• _Task description_
Copy out every line from the one containing "Indicate the camel" through the last line of the items, including both ends and the requests. Multiply each point coordinate in the answers by 2.3, rounding to a whole number with halves going up.
===== The data
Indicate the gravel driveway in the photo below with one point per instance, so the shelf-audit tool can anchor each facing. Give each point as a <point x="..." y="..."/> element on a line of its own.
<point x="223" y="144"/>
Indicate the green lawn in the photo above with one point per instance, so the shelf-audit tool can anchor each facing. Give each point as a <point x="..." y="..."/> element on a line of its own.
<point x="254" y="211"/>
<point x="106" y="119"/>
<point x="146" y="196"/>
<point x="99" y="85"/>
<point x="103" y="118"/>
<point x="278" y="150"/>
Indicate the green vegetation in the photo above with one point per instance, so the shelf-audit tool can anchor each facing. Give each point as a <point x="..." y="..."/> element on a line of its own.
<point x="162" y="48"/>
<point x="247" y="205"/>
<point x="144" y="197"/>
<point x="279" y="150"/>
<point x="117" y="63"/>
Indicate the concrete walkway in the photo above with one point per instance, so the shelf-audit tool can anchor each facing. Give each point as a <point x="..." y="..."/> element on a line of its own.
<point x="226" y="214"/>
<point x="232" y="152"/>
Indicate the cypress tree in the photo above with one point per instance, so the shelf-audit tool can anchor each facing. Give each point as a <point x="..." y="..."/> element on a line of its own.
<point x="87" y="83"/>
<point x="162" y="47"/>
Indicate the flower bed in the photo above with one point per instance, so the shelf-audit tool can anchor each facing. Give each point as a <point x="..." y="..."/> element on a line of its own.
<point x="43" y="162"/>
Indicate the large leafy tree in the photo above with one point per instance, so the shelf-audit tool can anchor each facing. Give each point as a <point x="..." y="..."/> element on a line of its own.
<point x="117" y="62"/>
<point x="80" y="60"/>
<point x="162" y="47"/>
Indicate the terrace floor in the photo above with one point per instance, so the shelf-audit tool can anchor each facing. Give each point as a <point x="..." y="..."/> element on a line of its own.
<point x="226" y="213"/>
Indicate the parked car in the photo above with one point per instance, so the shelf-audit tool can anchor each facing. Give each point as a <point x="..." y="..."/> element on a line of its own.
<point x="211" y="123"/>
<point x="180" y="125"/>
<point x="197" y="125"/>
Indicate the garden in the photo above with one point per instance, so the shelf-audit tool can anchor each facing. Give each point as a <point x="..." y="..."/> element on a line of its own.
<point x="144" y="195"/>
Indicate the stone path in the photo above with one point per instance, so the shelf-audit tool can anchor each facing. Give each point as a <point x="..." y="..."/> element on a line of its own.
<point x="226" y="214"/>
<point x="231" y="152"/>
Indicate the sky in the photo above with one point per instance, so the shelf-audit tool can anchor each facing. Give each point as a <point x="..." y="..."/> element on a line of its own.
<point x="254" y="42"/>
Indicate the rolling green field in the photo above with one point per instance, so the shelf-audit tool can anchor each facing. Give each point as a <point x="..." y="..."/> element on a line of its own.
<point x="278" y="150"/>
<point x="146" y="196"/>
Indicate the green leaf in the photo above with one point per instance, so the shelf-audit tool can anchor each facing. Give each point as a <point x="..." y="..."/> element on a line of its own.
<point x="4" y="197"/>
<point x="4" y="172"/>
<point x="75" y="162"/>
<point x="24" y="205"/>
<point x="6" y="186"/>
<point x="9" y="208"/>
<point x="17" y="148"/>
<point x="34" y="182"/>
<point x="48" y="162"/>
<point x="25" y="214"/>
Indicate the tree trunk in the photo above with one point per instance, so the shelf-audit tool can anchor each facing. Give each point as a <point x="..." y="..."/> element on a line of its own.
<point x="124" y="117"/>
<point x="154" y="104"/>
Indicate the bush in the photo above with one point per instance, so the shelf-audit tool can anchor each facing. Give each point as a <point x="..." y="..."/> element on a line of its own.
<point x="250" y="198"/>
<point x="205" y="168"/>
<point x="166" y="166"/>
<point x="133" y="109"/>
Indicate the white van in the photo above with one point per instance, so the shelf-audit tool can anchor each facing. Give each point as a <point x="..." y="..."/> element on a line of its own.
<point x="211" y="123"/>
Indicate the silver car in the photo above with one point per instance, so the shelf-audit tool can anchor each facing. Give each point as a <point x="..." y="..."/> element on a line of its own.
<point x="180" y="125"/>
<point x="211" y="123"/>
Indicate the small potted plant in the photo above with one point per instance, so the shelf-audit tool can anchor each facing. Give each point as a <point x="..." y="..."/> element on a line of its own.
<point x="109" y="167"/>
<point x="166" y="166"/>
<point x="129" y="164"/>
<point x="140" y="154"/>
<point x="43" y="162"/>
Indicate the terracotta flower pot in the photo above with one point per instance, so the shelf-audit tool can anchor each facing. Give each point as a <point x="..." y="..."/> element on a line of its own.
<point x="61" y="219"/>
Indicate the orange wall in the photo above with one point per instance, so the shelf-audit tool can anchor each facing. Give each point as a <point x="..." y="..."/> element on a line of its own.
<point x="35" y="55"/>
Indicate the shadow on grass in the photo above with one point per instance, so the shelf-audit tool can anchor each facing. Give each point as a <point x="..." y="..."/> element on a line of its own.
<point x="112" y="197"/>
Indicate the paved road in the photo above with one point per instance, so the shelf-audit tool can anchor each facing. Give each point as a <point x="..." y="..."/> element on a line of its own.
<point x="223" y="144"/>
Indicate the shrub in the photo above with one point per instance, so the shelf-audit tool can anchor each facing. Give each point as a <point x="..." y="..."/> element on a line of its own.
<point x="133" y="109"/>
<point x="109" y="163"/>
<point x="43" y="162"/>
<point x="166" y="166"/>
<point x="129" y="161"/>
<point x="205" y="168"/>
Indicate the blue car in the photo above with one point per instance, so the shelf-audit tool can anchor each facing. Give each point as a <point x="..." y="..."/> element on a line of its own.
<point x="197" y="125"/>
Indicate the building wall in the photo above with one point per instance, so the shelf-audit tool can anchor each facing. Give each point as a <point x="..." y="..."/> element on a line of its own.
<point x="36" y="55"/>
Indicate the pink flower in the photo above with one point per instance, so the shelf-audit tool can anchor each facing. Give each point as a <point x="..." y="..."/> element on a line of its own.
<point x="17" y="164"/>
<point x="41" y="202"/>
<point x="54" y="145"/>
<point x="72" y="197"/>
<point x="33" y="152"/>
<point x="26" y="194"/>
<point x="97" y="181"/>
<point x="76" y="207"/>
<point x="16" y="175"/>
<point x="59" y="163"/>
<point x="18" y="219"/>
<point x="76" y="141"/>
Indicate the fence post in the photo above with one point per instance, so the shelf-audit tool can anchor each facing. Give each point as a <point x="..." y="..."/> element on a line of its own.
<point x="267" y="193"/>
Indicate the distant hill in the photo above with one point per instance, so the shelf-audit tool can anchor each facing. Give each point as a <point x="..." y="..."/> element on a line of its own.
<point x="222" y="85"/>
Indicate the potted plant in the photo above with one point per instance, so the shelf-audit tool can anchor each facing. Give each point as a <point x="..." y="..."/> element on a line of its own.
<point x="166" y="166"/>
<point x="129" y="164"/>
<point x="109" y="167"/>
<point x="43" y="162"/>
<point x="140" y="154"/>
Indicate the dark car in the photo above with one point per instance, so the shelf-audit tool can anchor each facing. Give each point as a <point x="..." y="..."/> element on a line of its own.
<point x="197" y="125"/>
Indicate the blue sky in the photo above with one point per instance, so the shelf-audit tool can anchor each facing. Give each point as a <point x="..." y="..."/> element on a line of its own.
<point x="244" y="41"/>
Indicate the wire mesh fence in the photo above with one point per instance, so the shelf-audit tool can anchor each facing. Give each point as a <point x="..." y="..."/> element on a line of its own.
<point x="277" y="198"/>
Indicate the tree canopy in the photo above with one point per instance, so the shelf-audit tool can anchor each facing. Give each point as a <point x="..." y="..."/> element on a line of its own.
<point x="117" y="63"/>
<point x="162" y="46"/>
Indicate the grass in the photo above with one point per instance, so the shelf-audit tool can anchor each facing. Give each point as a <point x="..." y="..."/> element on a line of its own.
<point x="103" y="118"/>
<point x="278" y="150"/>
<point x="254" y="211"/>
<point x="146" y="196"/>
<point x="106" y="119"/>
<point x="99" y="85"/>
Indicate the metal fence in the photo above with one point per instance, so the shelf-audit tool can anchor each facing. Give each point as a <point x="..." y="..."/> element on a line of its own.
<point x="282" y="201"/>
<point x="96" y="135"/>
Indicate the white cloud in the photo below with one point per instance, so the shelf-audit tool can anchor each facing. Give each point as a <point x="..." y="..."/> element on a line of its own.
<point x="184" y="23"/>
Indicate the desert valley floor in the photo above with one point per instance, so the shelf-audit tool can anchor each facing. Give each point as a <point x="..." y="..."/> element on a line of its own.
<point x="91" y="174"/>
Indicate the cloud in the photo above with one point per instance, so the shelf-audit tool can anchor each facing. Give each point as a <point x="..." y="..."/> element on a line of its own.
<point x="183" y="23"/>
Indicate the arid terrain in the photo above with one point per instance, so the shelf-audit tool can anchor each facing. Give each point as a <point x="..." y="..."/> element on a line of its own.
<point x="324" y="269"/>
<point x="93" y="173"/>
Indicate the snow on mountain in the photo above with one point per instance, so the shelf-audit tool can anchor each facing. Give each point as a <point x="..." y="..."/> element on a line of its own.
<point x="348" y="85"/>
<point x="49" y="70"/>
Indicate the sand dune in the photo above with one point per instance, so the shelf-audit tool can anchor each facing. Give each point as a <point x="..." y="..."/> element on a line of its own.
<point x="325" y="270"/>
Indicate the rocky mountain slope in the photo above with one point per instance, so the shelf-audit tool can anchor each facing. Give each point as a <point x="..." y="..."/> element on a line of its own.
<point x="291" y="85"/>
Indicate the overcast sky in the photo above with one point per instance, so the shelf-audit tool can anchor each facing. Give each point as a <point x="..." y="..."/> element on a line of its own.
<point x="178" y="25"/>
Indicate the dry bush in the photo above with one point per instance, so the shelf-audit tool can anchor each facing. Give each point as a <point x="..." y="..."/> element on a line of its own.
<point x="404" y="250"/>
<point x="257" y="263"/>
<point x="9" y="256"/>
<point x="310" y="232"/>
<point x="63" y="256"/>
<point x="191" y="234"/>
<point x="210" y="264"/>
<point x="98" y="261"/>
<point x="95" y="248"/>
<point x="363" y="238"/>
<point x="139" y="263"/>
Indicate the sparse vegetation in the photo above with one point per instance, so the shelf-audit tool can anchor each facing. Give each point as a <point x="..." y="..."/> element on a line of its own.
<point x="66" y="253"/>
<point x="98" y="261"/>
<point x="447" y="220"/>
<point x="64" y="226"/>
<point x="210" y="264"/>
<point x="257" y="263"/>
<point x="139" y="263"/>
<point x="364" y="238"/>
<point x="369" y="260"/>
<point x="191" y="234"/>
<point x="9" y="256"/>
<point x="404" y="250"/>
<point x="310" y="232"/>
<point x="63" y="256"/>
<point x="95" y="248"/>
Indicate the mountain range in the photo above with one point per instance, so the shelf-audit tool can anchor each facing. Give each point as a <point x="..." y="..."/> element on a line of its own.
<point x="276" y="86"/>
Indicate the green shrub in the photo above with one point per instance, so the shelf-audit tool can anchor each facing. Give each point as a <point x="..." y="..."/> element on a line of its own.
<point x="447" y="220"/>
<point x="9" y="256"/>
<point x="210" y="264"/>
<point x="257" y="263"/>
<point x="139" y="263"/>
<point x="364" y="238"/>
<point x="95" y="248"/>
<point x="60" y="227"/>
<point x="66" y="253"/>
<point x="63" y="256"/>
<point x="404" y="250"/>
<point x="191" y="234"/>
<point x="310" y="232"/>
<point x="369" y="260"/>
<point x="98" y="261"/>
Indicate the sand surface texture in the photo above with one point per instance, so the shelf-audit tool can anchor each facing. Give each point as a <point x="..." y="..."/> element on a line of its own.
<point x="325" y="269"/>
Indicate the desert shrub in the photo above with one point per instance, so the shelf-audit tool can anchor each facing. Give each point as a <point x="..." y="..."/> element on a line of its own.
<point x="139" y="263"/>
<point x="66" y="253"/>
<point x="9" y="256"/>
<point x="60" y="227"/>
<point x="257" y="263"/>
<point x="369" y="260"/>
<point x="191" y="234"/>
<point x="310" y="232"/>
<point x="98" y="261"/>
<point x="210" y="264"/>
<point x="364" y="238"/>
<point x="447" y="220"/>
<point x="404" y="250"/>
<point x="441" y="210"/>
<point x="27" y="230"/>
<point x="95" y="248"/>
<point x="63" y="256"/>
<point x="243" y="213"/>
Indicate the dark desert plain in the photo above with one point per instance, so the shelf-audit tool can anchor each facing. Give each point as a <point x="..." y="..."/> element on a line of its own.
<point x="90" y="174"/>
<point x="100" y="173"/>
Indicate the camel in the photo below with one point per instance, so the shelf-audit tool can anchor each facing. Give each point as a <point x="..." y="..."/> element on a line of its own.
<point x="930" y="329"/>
==========
• _Reply_
Indicate the camel in the photo below with one point per instance, so the shelf-audit tool can anchor each facing. Give each point as a <point x="..." y="..."/> element on a line of its own.
<point x="2139" y="757"/>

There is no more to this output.